======== Text section

Wednesday, June 9, 2010

The beast within.



So many reflections about a day that started like any other but quickly dissolved into an axe wielding frenzy. 

I don't think it's a part of ourselves we ever really talk about with one another but I've been to your houses and I know you move large pieces of furniture by yourself just like I do so I don't think it's just me.  Instinctively and impulsively and at times randomly, we decide we must move something right now.  Sometimes I've thought about it beforehand but haven't been so moved yet to do it and sometimes it's a new thought completely.  But when the will and the way cogs mesh on any given day, there's little that can be done to redirect me until I get it done.  I’m rarely if ever put off by tasks that seem too heavy or too big or too improbable to pull off.  Last week it was rolling a giant leather chair up the basement steps.  Today, it was tree removal.


This morning, like many mornings this spring, I was greeted (for the last time as it turns out) by a smug, weedy tree sticking out tall and green through one of our evergreens.  The cheek of it!  It had nurtured itself unnoticed beneath the evergreen branches like a fragment of Voldemort, surreptitiously developing a proper trunk and branches and stuck out through the middle of the evergreen like a bratty kid’s tongue.  The nyah nyah mockery of me had finally taken its toll.  Its life would end today.  

A little history that pains me to reveal is that these kinds of weed trees were all over West Philly and I loved them because they were green.  They filled in the cracks of the concrete and the crumbling buildings and vacant lots and covered the graffiti nicely.  I told myself they were trees anyway.  But in a pedigree landscape, they look like the mutts that they are.  Today was finally a day of action.

I wandered off the porch and down the hill in my pajamas like a sleepwalker.  My mom looked worried, as she usually does when I get that look on my face.


Mom. “Where are you going?”

I didn’t quite answer.  I walked straight into the evergreen to face my enemy.  It was not to be a clipper mission I came to find.   I came up the hill and headed for the garage. 

Mom.  “Where are you going now?”
Me. “To get the axe.”
Mom. “WHAAAAT?  Oh, Lord…..you’re going to hurt yourself”

================

* _What is being asked_
Answer these questions from the post about tree removal:
(a) What was rolled up the basement steps last week?
(b) In what place were these kinds of weed trees all over?
(c) What was the writer wearing when wandering off the porch and down the hill?

======== Data rows

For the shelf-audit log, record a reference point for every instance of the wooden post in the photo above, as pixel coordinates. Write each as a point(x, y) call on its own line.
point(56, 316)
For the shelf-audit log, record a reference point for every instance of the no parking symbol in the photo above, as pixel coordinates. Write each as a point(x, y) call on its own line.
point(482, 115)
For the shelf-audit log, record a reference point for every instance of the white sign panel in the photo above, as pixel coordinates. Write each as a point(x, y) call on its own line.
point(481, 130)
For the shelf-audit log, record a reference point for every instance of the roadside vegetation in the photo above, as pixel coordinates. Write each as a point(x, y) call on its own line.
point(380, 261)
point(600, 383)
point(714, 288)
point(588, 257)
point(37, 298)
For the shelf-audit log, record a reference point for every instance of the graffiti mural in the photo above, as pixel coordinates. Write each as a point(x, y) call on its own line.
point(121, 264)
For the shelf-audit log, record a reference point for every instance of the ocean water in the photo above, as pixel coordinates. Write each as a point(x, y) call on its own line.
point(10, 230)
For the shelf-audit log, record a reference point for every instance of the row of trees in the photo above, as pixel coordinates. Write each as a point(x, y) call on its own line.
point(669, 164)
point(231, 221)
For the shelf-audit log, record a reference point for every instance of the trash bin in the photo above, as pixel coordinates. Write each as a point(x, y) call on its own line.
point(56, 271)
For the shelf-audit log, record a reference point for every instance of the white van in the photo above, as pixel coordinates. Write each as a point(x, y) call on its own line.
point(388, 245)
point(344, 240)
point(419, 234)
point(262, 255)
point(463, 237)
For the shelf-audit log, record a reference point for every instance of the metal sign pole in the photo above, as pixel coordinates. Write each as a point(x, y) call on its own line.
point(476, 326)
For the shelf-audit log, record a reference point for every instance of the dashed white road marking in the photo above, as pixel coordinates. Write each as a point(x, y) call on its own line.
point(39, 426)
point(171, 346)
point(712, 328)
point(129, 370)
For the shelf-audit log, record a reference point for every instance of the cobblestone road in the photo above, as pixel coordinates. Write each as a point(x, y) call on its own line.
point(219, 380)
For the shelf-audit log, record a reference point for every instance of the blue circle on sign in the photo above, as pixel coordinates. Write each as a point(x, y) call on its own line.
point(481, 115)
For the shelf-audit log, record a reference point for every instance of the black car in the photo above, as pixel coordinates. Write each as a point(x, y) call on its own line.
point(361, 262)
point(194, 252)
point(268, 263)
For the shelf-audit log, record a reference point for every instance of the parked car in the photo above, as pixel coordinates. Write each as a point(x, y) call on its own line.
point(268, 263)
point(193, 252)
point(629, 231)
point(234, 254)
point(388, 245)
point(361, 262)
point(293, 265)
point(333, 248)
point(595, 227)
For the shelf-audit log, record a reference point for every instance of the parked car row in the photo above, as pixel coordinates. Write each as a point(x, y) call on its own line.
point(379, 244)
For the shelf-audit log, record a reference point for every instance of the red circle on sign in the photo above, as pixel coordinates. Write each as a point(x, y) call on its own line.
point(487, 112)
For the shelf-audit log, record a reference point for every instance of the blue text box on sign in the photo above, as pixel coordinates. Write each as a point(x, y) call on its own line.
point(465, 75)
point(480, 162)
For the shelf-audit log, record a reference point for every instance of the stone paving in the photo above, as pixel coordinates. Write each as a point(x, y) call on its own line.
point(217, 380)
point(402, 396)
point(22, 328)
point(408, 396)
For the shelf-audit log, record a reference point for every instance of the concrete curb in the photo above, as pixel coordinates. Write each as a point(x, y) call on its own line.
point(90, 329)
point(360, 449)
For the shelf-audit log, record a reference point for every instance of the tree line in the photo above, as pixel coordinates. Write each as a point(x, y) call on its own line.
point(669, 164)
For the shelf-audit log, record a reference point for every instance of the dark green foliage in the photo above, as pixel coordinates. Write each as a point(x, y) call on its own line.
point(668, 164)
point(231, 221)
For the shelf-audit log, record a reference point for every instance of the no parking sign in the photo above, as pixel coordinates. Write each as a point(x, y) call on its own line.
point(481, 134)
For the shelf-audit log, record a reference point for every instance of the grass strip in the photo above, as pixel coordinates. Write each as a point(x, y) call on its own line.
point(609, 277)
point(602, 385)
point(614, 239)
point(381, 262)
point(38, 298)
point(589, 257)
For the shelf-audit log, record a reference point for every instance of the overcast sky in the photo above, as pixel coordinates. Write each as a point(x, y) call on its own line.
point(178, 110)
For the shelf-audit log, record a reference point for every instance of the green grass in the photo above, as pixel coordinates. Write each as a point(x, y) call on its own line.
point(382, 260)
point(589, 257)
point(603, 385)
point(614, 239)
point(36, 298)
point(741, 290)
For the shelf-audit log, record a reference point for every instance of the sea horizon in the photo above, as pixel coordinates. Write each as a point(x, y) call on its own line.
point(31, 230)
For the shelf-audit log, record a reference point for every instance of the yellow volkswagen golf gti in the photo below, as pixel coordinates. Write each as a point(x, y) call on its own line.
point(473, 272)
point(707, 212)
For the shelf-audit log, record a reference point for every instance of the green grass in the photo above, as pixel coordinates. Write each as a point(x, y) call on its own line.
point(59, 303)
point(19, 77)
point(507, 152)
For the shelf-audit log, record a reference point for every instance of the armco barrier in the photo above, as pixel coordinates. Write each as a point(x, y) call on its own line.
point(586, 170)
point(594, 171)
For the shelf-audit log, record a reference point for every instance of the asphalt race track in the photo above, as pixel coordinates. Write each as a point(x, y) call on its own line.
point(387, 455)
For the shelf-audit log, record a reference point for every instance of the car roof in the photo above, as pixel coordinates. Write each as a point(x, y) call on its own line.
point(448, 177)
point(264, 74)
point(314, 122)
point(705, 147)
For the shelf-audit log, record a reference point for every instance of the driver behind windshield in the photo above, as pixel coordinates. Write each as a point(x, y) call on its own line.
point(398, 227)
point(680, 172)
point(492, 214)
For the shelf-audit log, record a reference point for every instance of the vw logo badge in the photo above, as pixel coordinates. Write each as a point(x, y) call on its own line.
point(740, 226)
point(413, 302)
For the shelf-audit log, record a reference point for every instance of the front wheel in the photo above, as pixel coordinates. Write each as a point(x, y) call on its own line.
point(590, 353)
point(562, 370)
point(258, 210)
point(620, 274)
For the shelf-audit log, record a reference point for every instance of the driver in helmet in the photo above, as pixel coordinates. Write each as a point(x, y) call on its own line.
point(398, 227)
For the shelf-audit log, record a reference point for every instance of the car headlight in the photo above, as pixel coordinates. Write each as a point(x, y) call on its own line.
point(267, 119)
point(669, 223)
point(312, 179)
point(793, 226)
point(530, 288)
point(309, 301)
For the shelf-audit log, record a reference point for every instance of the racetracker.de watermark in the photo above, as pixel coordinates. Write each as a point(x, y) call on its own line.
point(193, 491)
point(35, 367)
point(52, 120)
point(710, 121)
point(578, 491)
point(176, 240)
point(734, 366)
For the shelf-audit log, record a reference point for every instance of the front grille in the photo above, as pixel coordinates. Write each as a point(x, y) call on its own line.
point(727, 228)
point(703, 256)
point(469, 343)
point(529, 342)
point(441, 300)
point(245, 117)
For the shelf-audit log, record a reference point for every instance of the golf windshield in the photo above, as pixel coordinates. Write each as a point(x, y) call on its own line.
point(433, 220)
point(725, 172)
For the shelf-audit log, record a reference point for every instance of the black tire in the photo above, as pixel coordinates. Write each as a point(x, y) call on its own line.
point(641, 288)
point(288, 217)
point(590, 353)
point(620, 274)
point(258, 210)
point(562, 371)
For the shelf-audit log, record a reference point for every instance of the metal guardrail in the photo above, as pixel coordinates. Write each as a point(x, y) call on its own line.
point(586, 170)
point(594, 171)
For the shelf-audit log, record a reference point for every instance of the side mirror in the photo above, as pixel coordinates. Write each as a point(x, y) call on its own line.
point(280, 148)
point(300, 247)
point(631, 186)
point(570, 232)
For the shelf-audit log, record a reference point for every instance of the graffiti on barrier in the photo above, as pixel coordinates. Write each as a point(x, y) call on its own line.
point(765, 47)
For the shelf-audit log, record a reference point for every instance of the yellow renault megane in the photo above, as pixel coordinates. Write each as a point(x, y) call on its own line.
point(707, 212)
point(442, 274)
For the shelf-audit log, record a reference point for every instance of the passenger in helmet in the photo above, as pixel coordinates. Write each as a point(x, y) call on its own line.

================

* _Exercise solution_
(a) A giant leather chair.
(b) West Philly.
(c) Pajamas.